Complete the following:
[1] List each kind of function that `f(n)` can be according to the passage on solving recurrences with rsolve_poly, and give the solver the passage pairs with each kind.
[2] Extend the passage on solving recurrences with rsolve_poly, picking up after its final line.

Document section:
## Begin
For example if we would like to compute `m`-th Bernoulli polynomial
up to a constant (example was taken from rsolve_poly docstring),
then we would use `b(n+1) - b(n) = m n^{m-1}` recurrence, which
has solution `b(n) = B_m + C`.

Then ``L = [-1, 1]`` and `f(n) = m n^(m-1)` and finally for `m=4`:

>>> from sympy import Symbol, bernoulli, rsolve_poly
>>> n = Symbol('n', integer=True)

>>> rsolve_poly([-1, 1], 4*n**3, n)
C0 + n**4 - 2*n**3 + n**2

>>> bernoulli(4, n)
n**4 - 2*n**3 + n**2 - 1/30

For the sake of completeness, `f(n)` can be:

    [1] a polynomial               -> rsolve_poly
    [2] a rational function        -> rsolve_ratio
    [3] a hypergeometric function  -> rsolve_hyper
"""
## End
Lines of data:
## Begin
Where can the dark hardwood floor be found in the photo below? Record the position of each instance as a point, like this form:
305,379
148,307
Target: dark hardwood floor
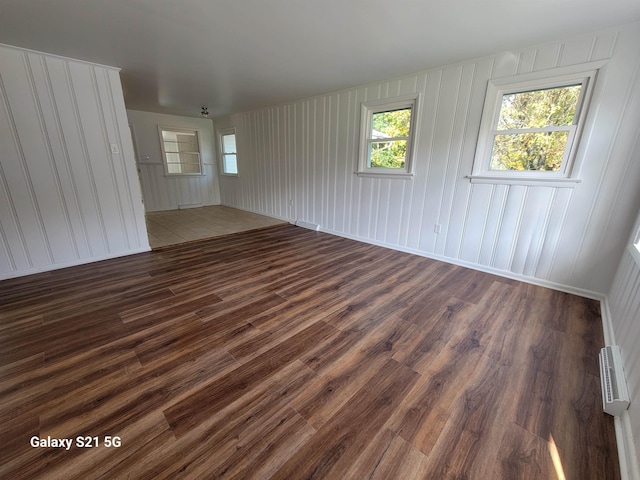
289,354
## End
## Begin
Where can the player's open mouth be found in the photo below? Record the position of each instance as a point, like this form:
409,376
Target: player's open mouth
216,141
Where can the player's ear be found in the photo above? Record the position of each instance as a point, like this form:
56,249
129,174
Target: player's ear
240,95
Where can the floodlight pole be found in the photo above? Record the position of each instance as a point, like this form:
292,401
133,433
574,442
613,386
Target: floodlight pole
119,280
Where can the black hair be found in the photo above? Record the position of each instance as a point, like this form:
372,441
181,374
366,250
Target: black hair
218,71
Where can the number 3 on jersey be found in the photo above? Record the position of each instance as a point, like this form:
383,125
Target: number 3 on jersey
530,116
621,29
## End
## Begin
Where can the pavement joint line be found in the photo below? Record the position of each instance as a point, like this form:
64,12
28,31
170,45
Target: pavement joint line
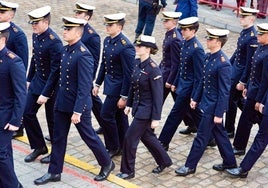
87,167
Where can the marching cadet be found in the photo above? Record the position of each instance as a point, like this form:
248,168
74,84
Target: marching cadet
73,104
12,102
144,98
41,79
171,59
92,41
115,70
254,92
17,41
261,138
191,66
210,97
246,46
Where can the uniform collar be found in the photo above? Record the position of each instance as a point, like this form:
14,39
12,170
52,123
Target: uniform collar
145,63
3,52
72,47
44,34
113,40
## End
Outputs:
[1]
- a polynomial: rsolve_poly
- a rational function: rsolve_ratio
- a hypergeometric function: rsolve_hyper

[2]
from collections import defaultdict

from sympy.core.singleton import S
from sympy.core.numbers import Rational, I
from sympy.core.symbol import Symbol, Wild, Dummy
from sympy.core.relational import Equality
from sympy.core.add import Add
from sympy.core.mul import Mul
from sympy.core.sorting import default_sort_key
from sympy.core.sympify import sympify

from sympy.simplify import simplify, hypersimp, hypersimilar  # type: ignore
from sympy.solvers import solve, solve_undetermined_coeffs
from sympy.polys import Poly, quo, gcd, lcm, roots, resultant
from sympy.functions import binomial, factorial, FallingFactorial, RisingFactorial
from sympy.matrices import Matrix, casoratian
from sympy.utilities.iterables import numbered_symbols


def rsolve_poly(coeffs, f, n, shift=0, **hints):
    r"""
    Given linear recurrence operator `\operatorname{L}` of order
    `k` with polynomial coefficients and inhomogeneous equation
    `\operatorname{L} y = f`, where `f` is a polynomial, we seek for
    all polynomial solutions over field `K` of characteristic zero.

    The algorithm performs two basic steps:

        (1) Compute degree `N` of the general polynomial solution.
        (2) Find all polynomials of degree `N` or less
            of `\operatorname{L} y = f`.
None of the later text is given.